# Aim of the task:
Nothing in the entries should change; repeat them exactly.

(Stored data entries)
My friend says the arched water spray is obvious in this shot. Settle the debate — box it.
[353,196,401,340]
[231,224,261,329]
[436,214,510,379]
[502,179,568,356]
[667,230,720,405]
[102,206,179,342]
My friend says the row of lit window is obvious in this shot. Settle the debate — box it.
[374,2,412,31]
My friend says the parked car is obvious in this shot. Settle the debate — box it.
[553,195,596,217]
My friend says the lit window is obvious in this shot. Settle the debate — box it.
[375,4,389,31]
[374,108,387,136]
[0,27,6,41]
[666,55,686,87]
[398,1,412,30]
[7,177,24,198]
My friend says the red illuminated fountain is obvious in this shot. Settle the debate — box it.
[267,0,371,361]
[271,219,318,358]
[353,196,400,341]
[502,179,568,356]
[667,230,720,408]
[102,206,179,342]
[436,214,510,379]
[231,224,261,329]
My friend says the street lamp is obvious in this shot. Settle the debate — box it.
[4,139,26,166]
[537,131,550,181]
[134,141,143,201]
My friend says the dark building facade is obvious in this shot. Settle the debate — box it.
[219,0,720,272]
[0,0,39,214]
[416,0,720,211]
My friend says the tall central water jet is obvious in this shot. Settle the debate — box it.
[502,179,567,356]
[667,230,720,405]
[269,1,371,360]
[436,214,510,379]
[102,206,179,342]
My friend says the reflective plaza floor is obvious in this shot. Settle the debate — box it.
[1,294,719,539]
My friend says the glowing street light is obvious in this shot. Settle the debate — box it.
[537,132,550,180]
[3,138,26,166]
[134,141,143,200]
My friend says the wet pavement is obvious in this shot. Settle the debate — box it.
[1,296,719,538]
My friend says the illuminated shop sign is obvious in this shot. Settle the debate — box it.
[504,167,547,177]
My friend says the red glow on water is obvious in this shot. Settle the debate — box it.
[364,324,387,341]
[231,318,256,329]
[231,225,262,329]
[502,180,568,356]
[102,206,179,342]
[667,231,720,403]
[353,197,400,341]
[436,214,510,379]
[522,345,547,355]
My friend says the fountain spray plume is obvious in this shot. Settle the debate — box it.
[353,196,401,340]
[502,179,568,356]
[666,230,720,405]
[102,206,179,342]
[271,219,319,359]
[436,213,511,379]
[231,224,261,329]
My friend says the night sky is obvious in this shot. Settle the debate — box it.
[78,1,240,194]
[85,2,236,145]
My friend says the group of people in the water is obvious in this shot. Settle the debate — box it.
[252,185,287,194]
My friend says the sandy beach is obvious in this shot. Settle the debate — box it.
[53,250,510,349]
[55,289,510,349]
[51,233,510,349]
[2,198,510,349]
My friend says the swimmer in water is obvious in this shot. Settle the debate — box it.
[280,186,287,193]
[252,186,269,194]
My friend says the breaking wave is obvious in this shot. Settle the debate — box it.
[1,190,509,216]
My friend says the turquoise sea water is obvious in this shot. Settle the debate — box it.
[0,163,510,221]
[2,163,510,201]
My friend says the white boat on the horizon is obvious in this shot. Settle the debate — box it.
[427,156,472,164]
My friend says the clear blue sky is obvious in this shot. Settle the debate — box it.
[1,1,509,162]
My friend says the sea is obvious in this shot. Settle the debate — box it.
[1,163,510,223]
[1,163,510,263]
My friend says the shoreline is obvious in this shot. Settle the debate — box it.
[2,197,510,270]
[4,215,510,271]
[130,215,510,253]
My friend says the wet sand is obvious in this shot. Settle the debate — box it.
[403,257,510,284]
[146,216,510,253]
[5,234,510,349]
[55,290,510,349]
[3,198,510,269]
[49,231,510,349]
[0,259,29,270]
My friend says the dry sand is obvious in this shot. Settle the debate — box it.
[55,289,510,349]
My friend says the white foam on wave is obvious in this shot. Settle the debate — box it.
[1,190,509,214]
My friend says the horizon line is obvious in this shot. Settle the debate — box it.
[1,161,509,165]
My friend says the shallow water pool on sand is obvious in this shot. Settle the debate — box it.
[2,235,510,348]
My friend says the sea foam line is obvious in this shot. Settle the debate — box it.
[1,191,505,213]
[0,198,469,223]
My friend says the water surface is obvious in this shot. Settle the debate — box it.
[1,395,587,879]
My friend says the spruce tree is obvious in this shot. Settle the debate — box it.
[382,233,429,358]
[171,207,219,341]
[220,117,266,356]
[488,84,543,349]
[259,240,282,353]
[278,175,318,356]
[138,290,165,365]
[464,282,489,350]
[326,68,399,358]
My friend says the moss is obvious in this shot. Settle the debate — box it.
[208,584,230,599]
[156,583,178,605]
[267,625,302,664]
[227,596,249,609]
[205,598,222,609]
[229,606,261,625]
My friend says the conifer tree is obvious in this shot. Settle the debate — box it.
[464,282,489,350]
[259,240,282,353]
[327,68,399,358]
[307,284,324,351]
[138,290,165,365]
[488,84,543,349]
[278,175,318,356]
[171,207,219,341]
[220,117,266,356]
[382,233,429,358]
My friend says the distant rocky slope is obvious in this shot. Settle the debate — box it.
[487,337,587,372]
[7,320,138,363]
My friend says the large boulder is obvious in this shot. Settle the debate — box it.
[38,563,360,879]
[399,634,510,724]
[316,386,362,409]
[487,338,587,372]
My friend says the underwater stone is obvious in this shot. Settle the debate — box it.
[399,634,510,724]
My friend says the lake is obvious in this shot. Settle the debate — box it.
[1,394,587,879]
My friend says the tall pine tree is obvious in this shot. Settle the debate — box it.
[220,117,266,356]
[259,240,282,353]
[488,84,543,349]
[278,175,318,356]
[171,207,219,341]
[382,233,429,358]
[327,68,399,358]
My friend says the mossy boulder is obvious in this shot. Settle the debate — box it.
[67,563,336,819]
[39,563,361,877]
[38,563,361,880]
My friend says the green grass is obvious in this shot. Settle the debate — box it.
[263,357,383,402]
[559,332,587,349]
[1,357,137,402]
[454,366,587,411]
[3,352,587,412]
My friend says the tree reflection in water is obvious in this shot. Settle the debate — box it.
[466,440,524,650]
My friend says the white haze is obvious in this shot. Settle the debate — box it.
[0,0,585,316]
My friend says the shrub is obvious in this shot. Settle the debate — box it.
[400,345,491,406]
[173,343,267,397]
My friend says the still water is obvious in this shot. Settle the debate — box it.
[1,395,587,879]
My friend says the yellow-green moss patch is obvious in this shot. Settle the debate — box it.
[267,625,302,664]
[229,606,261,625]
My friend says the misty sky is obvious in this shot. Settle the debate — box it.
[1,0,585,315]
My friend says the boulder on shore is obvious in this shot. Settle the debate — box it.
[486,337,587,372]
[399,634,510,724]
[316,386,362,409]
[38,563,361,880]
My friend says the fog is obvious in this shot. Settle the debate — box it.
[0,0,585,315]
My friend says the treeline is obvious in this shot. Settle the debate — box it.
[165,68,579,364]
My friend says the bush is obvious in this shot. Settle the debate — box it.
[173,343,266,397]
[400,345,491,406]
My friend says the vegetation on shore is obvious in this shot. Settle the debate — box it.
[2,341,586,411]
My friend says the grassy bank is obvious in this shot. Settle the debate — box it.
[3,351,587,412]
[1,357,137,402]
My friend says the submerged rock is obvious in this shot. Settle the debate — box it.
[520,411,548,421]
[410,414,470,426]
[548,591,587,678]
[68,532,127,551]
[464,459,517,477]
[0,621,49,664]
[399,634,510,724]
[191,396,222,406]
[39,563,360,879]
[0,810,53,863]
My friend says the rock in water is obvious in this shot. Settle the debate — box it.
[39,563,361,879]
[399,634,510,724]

# The answer:
My friend says the arched water spray is obvious in this shot. Settle the debate — box it.
[353,196,401,340]
[231,224,261,329]
[436,214,510,379]
[502,179,568,356]
[667,230,720,405]
[102,206,179,342]
My friend says the row of lit window is obvious in this shot. Settle the debate — box it.
[374,2,412,31]
My friend says the parked car is obvious in this shot. Settle the debate — box it.
[553,195,596,217]
My friend says the lit window is obvious in this shot. Settle the debate — box it.
[375,4,389,31]
[374,108,387,136]
[0,27,6,41]
[666,55,686,87]
[398,1,412,30]
[7,177,24,198]
My friend says the red illuminated fountain is obvious in this shot. Settle the debate — box it.
[267,0,371,361]
[271,219,318,358]
[353,196,400,341]
[502,179,568,356]
[667,230,720,408]
[102,206,179,342]
[436,214,510,379]
[231,224,261,329]
My friend says the street lamp is obvious in this shot. Settle the debate — box it.
[4,139,26,166]
[537,131,550,181]
[134,141,143,201]
My friend says the dark building facade is obvious in this shot. Settle the debate — box it.
[219,0,720,272]
[0,0,39,214]
[416,0,720,211]
My friend says the tall central water jet is obvious in this shot. Settle the debate — box it.
[502,179,567,356]
[667,230,720,405]
[269,1,371,360]
[436,214,510,379]
[102,206,179,342]
My friend says the reflective plaza floor is obvious in this shot. Settle the debate — box it.
[1,294,719,539]
My friend says the glowing street light is obvious in this shot. Settle the debate — box it.
[537,132,550,180]
[3,138,26,166]
[134,141,143,200]
My friend says the wet pavement is obvious in this shot. Settle the debate — box it.
[1,296,719,538]
My friend says the illuminated shop sign is obvious in this shot. Settle the debate — box it.
[504,167,547,177]
My friend says the red glow on water is obvious in this shot. Settle the debate — box it.
[364,324,387,341]
[231,318,256,329]
[231,225,262,329]
[502,180,568,356]
[102,206,179,342]
[667,231,720,403]
[353,197,400,341]
[436,214,510,379]
[522,345,547,355]
My friend says the fountain spray plume is obvious in this shot. Settle the debate — box it.
[353,196,401,340]
[502,179,568,356]
[666,230,720,405]
[102,206,179,342]
[271,219,319,359]
[436,213,511,379]
[231,224,261,329]
My friend says the night sky is obvious in this shot. Settle the debate — box it.
[78,1,240,194]
[85,2,236,145]
My friend says the group of people in the water is obvious in this shot. Settle the debate — box it.
[252,185,287,194]
My friend says the sandy beach is obvious in this shot. Settle the debate — box it.
[53,250,510,349]
[55,289,510,349]
[51,233,510,349]
[2,198,510,349]
My friend says the swimmer in water is obvious in this shot. Settle the debate — box it.
[280,186,287,193]
[252,186,269,194]
My friend says the breaking wave is obvious in this shot. Settle the debate — box it.
[1,190,509,216]
My friend says the turquoise sea water is obvious in this shot. Settle the debate — box it.
[0,163,510,221]
[2,163,510,201]
My friend says the white boat on the horizon is obvious in this shot. Settle the debate — box it.
[427,156,472,164]
My friend says the clear blue sky is obvious in this shot. Settle the debate — box it.
[1,1,509,162]
My friend says the sea is obvious in this shot. Settle the debate — box it.
[1,163,510,223]
[1,163,510,263]
My friend says the shoreline is obvious in this shot. Settle the debate — box it.
[2,197,510,270]
[4,215,510,271]
[130,215,510,253]
My friend says the wet sand is obvious in this shot. Settle the debate — box it.
[403,257,510,284]
[146,216,510,253]
[5,234,510,349]
[55,290,510,349]
[3,198,510,269]
[49,231,510,349]
[0,259,29,270]
My friend says the dry sand is obvious in this shot. Settle the debate — box it.
[55,289,510,349]
My friend says the white foam on wave is obvious in this shot. Settle the debate — box it.
[1,190,509,214]
My friend says the horizon line is obvious in this shot. Settle the debate — box it.
[1,161,509,165]
My friend says the shallow water pool on sand is obvious in this shot. Settle the debate — box it.
[2,235,510,348]
My friend says the sea foam line is obvious in this shot. Settle the debate — box it.
[1,191,505,213]
[0,198,469,223]
My friend says the water surface is obvious in this shot. Settle the debate — box it.
[1,395,587,879]
My friend says the spruce tree is obvious in this shot. Settle the debate — box it.
[382,233,429,358]
[171,207,219,341]
[220,117,266,356]
[488,84,543,349]
[259,240,282,353]
[278,175,318,356]
[138,290,165,365]
[464,282,489,350]
[326,68,399,358]
My friend says the moss is obvious in this shot. Settle the debate — box it.
[208,584,230,599]
[156,583,178,605]
[267,625,302,664]
[227,596,249,609]
[205,598,222,609]
[229,606,261,625]
My friend says the conifer tree is obvious in this shot. Settle the debate — box it.
[464,282,489,350]
[259,240,282,353]
[327,68,399,358]
[307,284,324,351]
[138,290,165,365]
[488,84,543,349]
[278,175,318,356]
[171,207,219,341]
[220,117,266,356]
[382,233,429,358]
My friend says the distant rocky slope is obvious in this shot. Settle the debate — box it.
[487,337,587,372]
[7,320,138,363]
My friend says the large boulder is obvious in this shot. Settle the debate — box it.
[38,563,360,879]
[399,634,510,724]
[316,386,362,409]
[487,338,587,372]
My friend says the underwater stone is obvious in this shot. Settle the debate — box it.
[399,634,510,724]
My friend says the lake is obvious in this shot. Settle the debate — box it.
[1,394,587,879]
My friend says the tall pine tree is obvious in this shot. Settle the debate — box it.
[220,117,266,356]
[259,240,282,353]
[488,84,543,349]
[278,175,318,356]
[171,207,219,341]
[382,233,429,358]
[327,68,399,358]
My friend says the mossy boulder is obvious in this shot. Settle the debate — box it.
[67,563,336,819]
[39,563,361,877]
[38,563,361,880]
My friend says the green grass is obvious in this shot. Settle the debate — box it.
[263,357,383,402]
[559,332,587,349]
[1,357,137,402]
[454,366,587,411]
[3,352,587,412]
My friend says the tree reflection in water is obvious in this shot. Settle the debate — box it.
[466,440,524,650]
My friend says the white haze is obvious in this shot. Settle the debate — box it.
[0,0,585,316]
My friend says the shrub is obvious in this shot. Settle the debate — box it.
[400,345,491,406]
[173,343,267,397]
My friend says the still water is obvious in this shot. Settle the debate — box it.
[1,395,587,879]
My friend says the yellow-green moss patch is obvious in this shot. Settle the debate — box it.
[267,625,302,664]
[229,606,261,625]
My friend says the misty sky is obvious in this shot. Settle the debate — box it.
[1,0,585,315]
My friend says the boulder on shore is obvious in this shot. Settle the debate — box it.
[486,337,587,372]
[399,634,510,724]
[316,386,362,409]
[38,563,361,880]
My friend says the fog is obvious in this shot. Settle the debate — box it.
[0,0,585,315]
My friend says the treeline is obvious in this shot. Settle the debate — box it.
[165,68,579,364]
My friend says the bush is obvious in this shot. Settle the debate — box it.
[173,343,266,397]
[400,345,491,406]
My friend says the vegetation on shore is obvious in this shot. Settle the debate — box it.
[2,341,586,411]
My friend says the grassy bank is obvious in this shot. Settle the debate — box it.
[3,351,587,412]
[1,357,137,402]
My friend says the submerged rock is obvious in this shot. Settle the debate — box it.
[520,411,548,421]
[410,414,470,426]
[548,591,587,678]
[68,532,127,551]
[464,459,517,477]
[0,621,49,664]
[399,634,510,724]
[191,396,222,406]
[39,563,360,879]
[0,810,53,863]
My friend says the rock in water is obvious in this shot. Settle the debate — box it.
[39,563,361,879]
[399,634,510,724]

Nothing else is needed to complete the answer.